**PROMPT:**
Copy all records verbatim.

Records
******
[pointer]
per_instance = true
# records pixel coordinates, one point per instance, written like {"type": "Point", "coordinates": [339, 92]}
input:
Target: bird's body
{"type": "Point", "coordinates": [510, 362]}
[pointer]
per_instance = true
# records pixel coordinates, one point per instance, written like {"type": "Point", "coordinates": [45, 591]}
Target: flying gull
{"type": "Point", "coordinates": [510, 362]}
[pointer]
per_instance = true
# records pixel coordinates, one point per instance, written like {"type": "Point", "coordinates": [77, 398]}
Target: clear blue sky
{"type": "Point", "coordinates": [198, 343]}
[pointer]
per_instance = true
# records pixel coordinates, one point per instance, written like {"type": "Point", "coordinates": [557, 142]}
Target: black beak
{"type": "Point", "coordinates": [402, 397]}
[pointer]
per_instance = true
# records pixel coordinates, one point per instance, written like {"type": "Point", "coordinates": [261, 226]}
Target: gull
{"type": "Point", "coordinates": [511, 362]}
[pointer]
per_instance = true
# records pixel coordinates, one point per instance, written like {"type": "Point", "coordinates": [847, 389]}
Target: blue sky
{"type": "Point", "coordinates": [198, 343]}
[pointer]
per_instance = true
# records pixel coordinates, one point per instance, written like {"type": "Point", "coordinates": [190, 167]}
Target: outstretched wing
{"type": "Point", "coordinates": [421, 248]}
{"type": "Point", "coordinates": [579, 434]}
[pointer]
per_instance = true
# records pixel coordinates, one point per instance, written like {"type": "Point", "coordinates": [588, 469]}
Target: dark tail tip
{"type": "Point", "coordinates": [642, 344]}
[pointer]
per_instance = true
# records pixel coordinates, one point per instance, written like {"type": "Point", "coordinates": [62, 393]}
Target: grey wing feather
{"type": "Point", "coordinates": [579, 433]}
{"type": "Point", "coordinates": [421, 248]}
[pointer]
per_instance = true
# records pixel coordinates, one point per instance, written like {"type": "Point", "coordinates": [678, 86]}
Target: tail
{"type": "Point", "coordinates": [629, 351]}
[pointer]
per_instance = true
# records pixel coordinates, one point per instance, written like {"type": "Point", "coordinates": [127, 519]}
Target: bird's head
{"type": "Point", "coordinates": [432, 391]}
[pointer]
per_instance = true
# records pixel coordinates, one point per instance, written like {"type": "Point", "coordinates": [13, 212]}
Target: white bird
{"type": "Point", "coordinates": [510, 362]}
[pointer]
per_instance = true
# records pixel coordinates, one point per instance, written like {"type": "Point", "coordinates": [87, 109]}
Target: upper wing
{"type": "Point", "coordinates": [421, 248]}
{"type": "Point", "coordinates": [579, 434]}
******
**SOLUTION TO THIS TASK:**
[pointer]
per_instance = true
# records pixel coordinates, one point per instance, written like {"type": "Point", "coordinates": [339, 92]}
input:
Target: bird's body
{"type": "Point", "coordinates": [510, 362]}
[pointer]
per_instance = true
# records pixel coordinates, one point per instance, written like {"type": "Point", "coordinates": [45, 591]}
Target: flying gull
{"type": "Point", "coordinates": [510, 362]}
[pointer]
per_instance = true
# records pixel coordinates, one point per instance, written like {"type": "Point", "coordinates": [77, 398]}
Target: clear blue sky
{"type": "Point", "coordinates": [198, 343]}
[pointer]
per_instance = true
# records pixel coordinates, one point per instance, written like {"type": "Point", "coordinates": [557, 142]}
Target: black beak
{"type": "Point", "coordinates": [402, 397]}
[pointer]
per_instance = true
# records pixel coordinates, one point per instance, written like {"type": "Point", "coordinates": [261, 226]}
Target: gull
{"type": "Point", "coordinates": [511, 362]}
[pointer]
per_instance = true
# records pixel coordinates, one point per instance, written like {"type": "Point", "coordinates": [847, 389]}
Target: blue sky
{"type": "Point", "coordinates": [198, 343]}
[pointer]
per_instance = true
# records pixel coordinates, one point per instance, written like {"type": "Point", "coordinates": [190, 167]}
Target: outstretched wing
{"type": "Point", "coordinates": [421, 248]}
{"type": "Point", "coordinates": [579, 434]}
[pointer]
per_instance = true
# records pixel coordinates, one point per instance, written like {"type": "Point", "coordinates": [588, 469]}
Target: dark tail tip
{"type": "Point", "coordinates": [642, 344]}
[pointer]
per_instance = true
# records pixel coordinates, one point per instance, written like {"type": "Point", "coordinates": [62, 393]}
Target: grey wing feather
{"type": "Point", "coordinates": [579, 433]}
{"type": "Point", "coordinates": [421, 248]}
[pointer]
per_instance = true
# records pixel coordinates, one point per instance, written like {"type": "Point", "coordinates": [678, 86]}
Target: tail
{"type": "Point", "coordinates": [629, 351]}
[pointer]
per_instance = true
# records pixel coordinates, one point per instance, written like {"type": "Point", "coordinates": [127, 519]}
Target: bird's head
{"type": "Point", "coordinates": [432, 391]}
[pointer]
per_instance = true
# records pixel coordinates, one point per instance, written like {"type": "Point", "coordinates": [13, 212]}
Target: white bird
{"type": "Point", "coordinates": [510, 362]}
[pointer]
per_instance = true
# records pixel coordinates, one point per instance, written like {"type": "Point", "coordinates": [87, 109]}
Target: upper wing
{"type": "Point", "coordinates": [421, 248]}
{"type": "Point", "coordinates": [579, 434]}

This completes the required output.